_STUDY TEXT_
Content starts

New York state’s Proposition One, the so-called “Equal Rights Amendment” on the ballot this Election Day, is a wolf in sheep’s clothing — one that will destroy fundamental civil rights under the guise of protecting them.
The ERA is being promoted as a way to protect abortion rights that aren’t under any threat in the Empire State, but it’s actually a veritable grab bag of leftist ideology.
If adopted, Prop One would embed racial retribution in the form of reverse racism, critical race theory and diversity, equity and inclusion principles into the state Constitution, without most voters realizing its far-reaching effects.
The Equal Protection Project, the civil rights nonprofit we run, has been sounding the alarm about the stealth provisions in the ERA since April, when we announced our opposition to the proposed amendment with a detailed analysis of the text and legal implications.
The ERA consists of two distinct provisions that will revise Section 11, Article 1 of the New York state Constitution.

Content ends

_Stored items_
Content starts

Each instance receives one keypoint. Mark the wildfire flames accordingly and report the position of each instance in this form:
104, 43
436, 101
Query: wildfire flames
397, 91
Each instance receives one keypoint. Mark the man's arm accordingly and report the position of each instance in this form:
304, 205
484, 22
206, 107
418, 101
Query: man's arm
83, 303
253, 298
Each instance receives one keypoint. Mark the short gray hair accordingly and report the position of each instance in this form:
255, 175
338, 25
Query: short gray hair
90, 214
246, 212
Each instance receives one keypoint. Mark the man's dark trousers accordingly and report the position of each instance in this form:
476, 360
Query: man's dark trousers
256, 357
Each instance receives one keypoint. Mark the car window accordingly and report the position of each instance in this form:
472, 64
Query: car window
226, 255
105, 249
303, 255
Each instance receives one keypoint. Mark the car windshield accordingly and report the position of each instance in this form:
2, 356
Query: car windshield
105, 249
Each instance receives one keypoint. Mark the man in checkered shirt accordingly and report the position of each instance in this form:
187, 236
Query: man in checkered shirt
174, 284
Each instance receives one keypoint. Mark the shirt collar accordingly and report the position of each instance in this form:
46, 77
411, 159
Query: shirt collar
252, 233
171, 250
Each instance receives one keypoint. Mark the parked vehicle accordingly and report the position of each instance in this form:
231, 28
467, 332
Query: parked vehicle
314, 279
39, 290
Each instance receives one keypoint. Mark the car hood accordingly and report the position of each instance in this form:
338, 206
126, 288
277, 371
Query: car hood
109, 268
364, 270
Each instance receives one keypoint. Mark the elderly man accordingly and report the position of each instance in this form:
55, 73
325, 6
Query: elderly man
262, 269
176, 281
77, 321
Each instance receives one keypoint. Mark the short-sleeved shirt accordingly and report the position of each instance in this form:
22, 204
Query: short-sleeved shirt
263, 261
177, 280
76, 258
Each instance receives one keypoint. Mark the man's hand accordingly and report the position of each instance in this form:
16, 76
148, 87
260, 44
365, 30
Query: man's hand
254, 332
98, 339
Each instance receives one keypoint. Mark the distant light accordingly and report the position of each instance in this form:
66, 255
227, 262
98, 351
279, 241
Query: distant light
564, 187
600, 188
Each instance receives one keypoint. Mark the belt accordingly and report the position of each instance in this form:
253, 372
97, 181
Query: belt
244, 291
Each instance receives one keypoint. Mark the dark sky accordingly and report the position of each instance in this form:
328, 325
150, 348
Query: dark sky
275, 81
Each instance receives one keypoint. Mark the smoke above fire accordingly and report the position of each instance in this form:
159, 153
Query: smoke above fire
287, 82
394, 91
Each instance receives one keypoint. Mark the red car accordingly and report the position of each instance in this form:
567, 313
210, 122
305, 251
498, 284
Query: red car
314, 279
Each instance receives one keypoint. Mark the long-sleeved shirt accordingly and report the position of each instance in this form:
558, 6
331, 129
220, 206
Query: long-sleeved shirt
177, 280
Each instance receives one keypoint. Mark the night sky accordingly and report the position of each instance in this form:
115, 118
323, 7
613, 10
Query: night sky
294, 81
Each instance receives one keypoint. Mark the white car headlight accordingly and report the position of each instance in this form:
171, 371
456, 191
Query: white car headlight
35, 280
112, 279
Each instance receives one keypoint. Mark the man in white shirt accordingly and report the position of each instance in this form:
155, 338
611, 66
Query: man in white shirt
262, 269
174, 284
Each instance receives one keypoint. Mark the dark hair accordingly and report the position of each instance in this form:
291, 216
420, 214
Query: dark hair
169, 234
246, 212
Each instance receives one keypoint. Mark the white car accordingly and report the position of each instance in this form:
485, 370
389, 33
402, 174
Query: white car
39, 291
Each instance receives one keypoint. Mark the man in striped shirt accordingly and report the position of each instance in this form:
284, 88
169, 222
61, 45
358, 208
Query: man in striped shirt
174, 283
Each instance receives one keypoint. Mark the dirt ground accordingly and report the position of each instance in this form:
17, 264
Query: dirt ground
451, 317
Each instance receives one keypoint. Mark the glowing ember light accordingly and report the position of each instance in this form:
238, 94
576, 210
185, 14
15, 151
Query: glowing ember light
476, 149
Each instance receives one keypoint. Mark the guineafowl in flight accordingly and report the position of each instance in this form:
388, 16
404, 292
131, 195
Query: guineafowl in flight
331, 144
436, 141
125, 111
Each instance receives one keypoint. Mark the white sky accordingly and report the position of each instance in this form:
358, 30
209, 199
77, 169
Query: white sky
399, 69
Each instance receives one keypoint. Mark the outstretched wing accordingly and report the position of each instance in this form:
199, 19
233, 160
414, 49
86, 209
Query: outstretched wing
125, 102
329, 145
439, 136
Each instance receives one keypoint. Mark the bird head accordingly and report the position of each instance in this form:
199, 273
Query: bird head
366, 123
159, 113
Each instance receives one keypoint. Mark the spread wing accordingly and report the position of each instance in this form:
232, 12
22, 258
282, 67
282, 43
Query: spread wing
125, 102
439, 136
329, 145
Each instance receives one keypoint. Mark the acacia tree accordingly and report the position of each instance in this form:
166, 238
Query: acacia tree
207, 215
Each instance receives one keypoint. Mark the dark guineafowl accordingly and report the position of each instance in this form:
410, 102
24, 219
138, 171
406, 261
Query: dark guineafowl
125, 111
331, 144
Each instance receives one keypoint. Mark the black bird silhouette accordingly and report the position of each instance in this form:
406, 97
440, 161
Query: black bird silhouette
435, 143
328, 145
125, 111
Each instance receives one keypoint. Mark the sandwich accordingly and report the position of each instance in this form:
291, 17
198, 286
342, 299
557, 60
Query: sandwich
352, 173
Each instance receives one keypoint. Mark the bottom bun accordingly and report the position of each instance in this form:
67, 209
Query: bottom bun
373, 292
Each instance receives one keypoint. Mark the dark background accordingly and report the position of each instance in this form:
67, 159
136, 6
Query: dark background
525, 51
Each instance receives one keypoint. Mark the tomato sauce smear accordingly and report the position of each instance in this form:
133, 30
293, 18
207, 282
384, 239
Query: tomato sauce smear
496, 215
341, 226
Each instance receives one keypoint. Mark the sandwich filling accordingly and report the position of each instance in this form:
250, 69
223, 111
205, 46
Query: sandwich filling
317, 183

Content ends

_ACTIVITIES_
**a)** Decide whether each statement agrees with the Proposition One article, answering yes or no and quoting the words of the article that settle it. (i) The Equal Protection Project announced its opposition to the amendment in April. (ii) The ERA is made up of three distinct provisions. (iii) The amendment would revise Section 11, Article 1 of the New York state Constitution.
**b)** Please reproduce the passage of the Proposition One article starting with "The ERA is being" and going on through "of leftist ideology.".
**c)** What image does the Proposition One article use for the amendment in its opening sentence?
The stored items are separate material and have no connection to the Proposition One article.

_TASK RESPONSES_
**a)**
(i) Yes: "since April, when we announced our opposition to the proposed amendment"
(ii) No: "The ERA consists of two distinct provisions"
(iii) Yes: "will revise Section 11, Article 1 of the New York state Constitution"

**b)**
The ERA is being promoted as a way to protect abortion rights that aren’t under any threat in the Empire State, but it’s actually a veritable grab bag of leftist ideology.

**c)** A wolf in sheep's clothing.